EXERCISE >>
Please write out all of the lines below word for word, leaving the pictures out of your answer.

── MATERIAL PROVIDED ──

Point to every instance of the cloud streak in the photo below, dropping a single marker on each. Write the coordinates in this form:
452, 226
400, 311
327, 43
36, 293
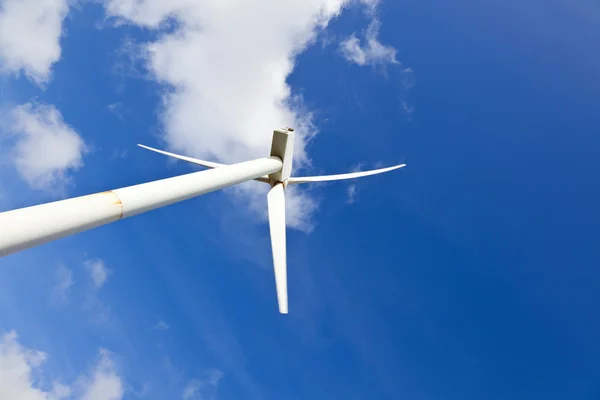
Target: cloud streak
30, 32
45, 150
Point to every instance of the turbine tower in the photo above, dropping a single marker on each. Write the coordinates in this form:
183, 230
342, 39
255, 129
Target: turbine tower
32, 226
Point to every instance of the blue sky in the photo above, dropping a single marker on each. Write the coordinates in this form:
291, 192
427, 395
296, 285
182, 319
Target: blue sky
470, 274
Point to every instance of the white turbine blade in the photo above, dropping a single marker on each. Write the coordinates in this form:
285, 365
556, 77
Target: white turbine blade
351, 175
208, 164
276, 201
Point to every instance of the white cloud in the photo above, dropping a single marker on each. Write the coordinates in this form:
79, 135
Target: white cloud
64, 282
46, 149
17, 367
224, 68
104, 382
98, 272
203, 389
30, 32
161, 326
371, 51
20, 366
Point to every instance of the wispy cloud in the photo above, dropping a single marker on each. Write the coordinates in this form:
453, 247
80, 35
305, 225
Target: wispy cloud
104, 382
41, 146
30, 32
64, 282
368, 51
214, 105
98, 272
203, 389
161, 326
19, 368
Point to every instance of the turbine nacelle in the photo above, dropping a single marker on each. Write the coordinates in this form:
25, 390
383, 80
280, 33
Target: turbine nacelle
282, 147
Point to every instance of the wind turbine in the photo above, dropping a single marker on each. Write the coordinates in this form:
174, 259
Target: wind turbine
282, 147
32, 226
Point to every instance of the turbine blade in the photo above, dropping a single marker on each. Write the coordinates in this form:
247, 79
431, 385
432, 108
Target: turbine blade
276, 201
351, 175
208, 164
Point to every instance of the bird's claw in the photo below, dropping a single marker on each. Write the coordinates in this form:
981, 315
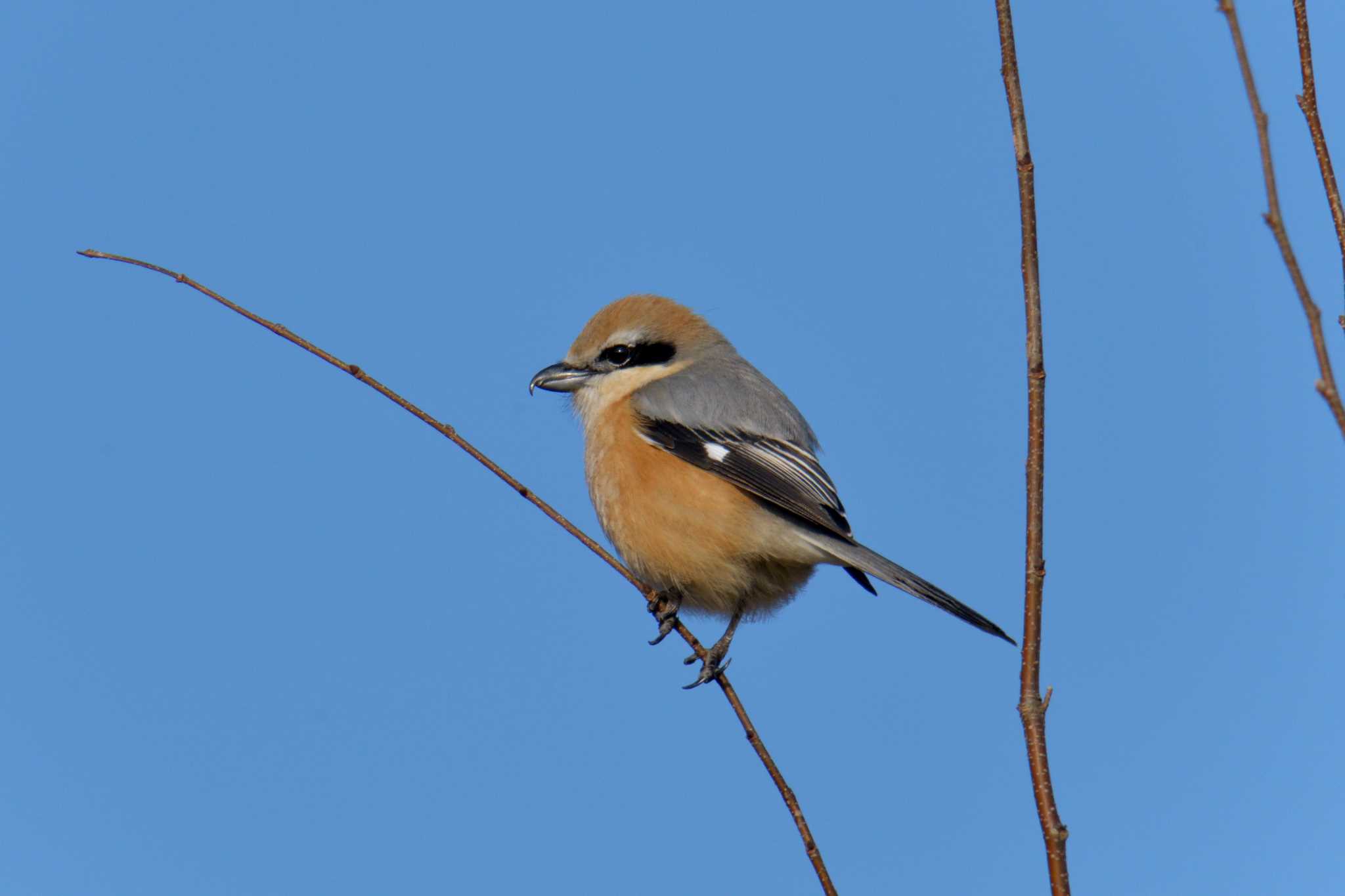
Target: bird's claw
666, 618
712, 667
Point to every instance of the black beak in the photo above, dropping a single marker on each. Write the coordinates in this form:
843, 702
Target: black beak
558, 378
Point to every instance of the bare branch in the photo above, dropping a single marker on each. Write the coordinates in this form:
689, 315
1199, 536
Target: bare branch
651, 597
1308, 102
1032, 708
1327, 381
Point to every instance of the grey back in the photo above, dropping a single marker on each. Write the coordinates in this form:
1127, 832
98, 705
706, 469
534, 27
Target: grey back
722, 391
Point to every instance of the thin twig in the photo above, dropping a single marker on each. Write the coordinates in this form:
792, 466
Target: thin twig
1032, 708
1327, 382
651, 597
1308, 102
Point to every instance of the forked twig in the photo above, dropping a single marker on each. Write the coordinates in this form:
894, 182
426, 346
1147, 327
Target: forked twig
1327, 381
1308, 102
651, 597
1032, 708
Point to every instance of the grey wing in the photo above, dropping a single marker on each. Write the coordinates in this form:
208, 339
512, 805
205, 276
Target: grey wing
722, 391
724, 417
779, 472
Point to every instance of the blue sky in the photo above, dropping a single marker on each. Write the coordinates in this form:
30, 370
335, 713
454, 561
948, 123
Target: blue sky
264, 633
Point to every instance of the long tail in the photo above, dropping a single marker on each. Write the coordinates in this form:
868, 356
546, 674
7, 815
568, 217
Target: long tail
856, 557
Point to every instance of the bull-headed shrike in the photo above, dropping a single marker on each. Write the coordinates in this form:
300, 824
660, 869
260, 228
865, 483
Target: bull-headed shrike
705, 476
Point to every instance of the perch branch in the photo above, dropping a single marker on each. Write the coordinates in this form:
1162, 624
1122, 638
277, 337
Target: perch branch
1308, 102
1032, 708
1327, 381
650, 595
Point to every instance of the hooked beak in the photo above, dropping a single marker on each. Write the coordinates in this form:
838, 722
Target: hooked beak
558, 378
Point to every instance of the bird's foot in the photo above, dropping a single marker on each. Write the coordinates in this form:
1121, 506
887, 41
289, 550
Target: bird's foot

───

ANSWER BELOW >>
Point to every instance of the cloud streak in the photo below, dropping a single marker on each. Write the coordinates in this form:
452, 226
400, 311
327, 43
36, 293
Target: cloud streak
30, 32
45, 150
Point to every instance of the turbine tower in the photo above, dropping a single marker on each. Write the coordinates in this form:
183, 230
342, 39
255, 129
Target: turbine tower
32, 226
Point to every instance of the blue sky in the photo above, dropping a single marker on each. Write the coordinates in this form:
291, 192
427, 395
296, 285
182, 319
Target: blue sky
470, 274
Point to every instance of the white turbine blade in the photo above, dropping a single marker on each. Write the coordinates in this form:
285, 365
556, 77
Target: white turbine blade
351, 175
208, 164
276, 201
Point to every instance of the white cloud in the photo above, dropping a single marker on each. Write the coordinates in this form:
79, 135
Target: white cloud
64, 282
46, 149
17, 367
224, 68
104, 382
98, 272
203, 389
30, 32
161, 326
371, 51
20, 366
Point to every instance of the wispy cloud in the photo above, dropping a single marker on each. Write the coordinates in this form:
453, 247
80, 35
305, 225
Target: wispy cloud
104, 382
41, 146
30, 32
64, 282
368, 51
214, 105
98, 272
203, 389
161, 326
19, 368
Point to every instance of the turbine nacelle in the photo above, dropping a single marker on each. Write the coordinates in this form:
25, 390
383, 80
280, 33
Target: turbine nacelle
282, 147
Point to every instance of the wind turbine in the photo above, dropping a single marker on each. Write the coordinates in this form:
174, 259
Target: wind turbine
282, 147
32, 226
Point to every instance of the turbine blade in the photo above, dropping a single marker on each. Write the coordinates in this form:
247, 79
431, 385
432, 108
Target: turbine blade
276, 201
351, 175
208, 164
Point to every instance of the bird's claw in the photo below, dropping a single marker on each. Write the coordinates in this form:
981, 315
Target: bird's claw
666, 618
712, 667
Point to every instance of the black beak in the photo above, dropping a single marker on each. Write the coordinates in this form:
843, 702
Target: black beak
558, 378
Point to every instance of the bare branch in the photo above, dropping a single marker on each. Write the coordinates in this form:
689, 315
1199, 536
Target: bare branch
651, 597
1308, 102
1032, 708
1327, 381
Point to every instance of the grey back in the photo above, dropping a single marker on each. Write the coordinates in this form:
1127, 832
98, 705
706, 469
534, 27
Target: grey back
722, 391
Point to every instance of the thin twig in the photo above, dropping a single marker on each. Write the coordinates in this form:
792, 466
Target: thin twig
1032, 708
1327, 382
651, 597
1308, 102
Point to every instance of the forked twig in the photo above, dropping a single marker on each. Write the coordinates in this form:
894, 182
426, 346
1147, 327
Target: forked twig
1327, 381
1308, 102
651, 597
1032, 708
Point to every instance of the grey wing in the photo above, dropping a single marker on each. Write the coordinates in this form:
208, 339
512, 805
205, 276
Target: grey wing
722, 391
724, 417
779, 472
Point to every instance of the blue sky in the photo above, dropping a single marker on each. Write the coordinates in this form:
30, 370
335, 713
454, 561
948, 123
Target: blue sky
264, 633
Point to every instance of the long tail in the photo above, dropping a single marker on each. Write the coordinates in this form:
868, 356
546, 674
7, 815
568, 217
Target: long tail
856, 557
Point to every instance of the bull-headed shrike in the photo above, dropping a single marker on each. Write the coordinates in this form:
300, 824
660, 869
260, 228
865, 483
Target: bull-headed shrike
705, 476
Point to every instance of the perch branch in the photo above, dropping a single marker on each. Write the coordinates in this form:
1162, 624
1122, 638
277, 337
Target: perch branch
1308, 102
1032, 708
1327, 381
650, 595
Point to every instance of the hooked beak in the photo above, dropping a single marker on each. Write the coordinates in this form:
838, 722
Target: hooked beak
558, 378
Point to every instance of the bird's foot in the photo above, dropping a single marker on each. Write the coordinates in this form:
1121, 506
887, 41
289, 550
Target: bird's foot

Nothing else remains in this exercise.